§ Requirement 1: From the records below, pull out every line that contains the word "Give" and copy each one unchanged.

§ Quoted passage:
# Sotu 2010



## DC07Rabbit (Jul 30, 2009)

Few Pics of my car from Stance of the Union in Sacramento! 
A lot of dope cars there, awesome turn out. 

My friend riderroyals and I woke up at 6 in the morning to wash are cars! 
Amazing pics by both neil and ray :] 

enjoi!


----------



## no vtec 4me (Aug 1, 2006)

would it be rude to ask your front wheel specs? that is PERFECT fitment if ive ever seen it. Ive been waiting to see someone sit on rim up front in a mk5.


----------



## CoopersVR6 (Jul 30, 2007)

show was bad ass, ill post pics once i get them uploaded


----------



## DC07Rabbit (Jul 30, 2009)

no vtec 4me said:


> would it be rude to ask your front wheel specs? that is PERFECT fitment if ive ever seen it. Ive been waiting to see someone sit on rim up front in a mk5.

§ Available records:

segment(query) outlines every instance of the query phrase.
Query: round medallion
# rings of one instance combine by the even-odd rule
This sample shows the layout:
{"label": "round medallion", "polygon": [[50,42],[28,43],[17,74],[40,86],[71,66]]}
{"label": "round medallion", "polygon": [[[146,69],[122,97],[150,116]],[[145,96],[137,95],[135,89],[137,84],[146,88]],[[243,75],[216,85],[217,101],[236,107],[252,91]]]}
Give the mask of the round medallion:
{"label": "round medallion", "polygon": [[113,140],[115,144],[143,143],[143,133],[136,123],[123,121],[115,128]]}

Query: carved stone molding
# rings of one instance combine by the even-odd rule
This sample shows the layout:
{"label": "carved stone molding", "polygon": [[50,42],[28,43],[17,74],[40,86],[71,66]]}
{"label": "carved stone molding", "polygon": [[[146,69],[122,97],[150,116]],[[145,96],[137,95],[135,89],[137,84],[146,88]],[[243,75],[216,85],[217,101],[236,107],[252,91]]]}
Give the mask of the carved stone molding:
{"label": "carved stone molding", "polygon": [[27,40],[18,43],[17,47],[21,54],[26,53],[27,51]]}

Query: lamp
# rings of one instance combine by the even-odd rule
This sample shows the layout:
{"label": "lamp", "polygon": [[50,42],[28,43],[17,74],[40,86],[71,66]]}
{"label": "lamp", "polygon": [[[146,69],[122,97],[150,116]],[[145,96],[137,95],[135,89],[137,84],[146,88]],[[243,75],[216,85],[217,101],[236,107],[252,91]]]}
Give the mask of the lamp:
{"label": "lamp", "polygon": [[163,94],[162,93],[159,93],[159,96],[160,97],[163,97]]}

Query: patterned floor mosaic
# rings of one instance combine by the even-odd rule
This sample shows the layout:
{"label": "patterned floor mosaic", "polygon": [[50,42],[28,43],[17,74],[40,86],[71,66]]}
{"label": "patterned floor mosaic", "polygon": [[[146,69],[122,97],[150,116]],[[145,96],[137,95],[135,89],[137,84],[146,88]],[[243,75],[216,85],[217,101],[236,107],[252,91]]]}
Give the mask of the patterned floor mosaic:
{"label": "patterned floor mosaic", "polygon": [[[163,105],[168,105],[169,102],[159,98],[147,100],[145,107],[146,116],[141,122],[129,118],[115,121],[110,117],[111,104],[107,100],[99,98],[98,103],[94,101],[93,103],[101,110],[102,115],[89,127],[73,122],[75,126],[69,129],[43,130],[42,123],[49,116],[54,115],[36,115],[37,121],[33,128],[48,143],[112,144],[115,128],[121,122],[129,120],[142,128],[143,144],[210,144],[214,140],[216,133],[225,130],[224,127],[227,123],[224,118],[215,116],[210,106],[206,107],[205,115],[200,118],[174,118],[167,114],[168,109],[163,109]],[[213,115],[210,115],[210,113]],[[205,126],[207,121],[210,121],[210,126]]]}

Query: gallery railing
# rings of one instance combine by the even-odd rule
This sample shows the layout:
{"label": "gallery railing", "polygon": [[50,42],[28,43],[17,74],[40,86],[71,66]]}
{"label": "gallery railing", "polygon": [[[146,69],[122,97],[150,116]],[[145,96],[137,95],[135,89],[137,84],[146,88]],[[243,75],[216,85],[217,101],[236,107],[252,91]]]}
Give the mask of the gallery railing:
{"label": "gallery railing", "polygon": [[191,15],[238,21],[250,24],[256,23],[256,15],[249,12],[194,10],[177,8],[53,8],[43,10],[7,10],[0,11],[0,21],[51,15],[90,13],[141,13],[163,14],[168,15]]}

§ Requirement 2: In the car show thread, what time did DC07Rabbit and riderroyals wake up to wash their cars?

§ Full solution 1:
Give the mask of the round medallion:
Give the mask of the carved stone molding:
Give the mask of the lamp:
Give the mask of the patterned floor mosaic:
Give the mask of the gallery railing:

§ Full solution 2: At 6 in the morning.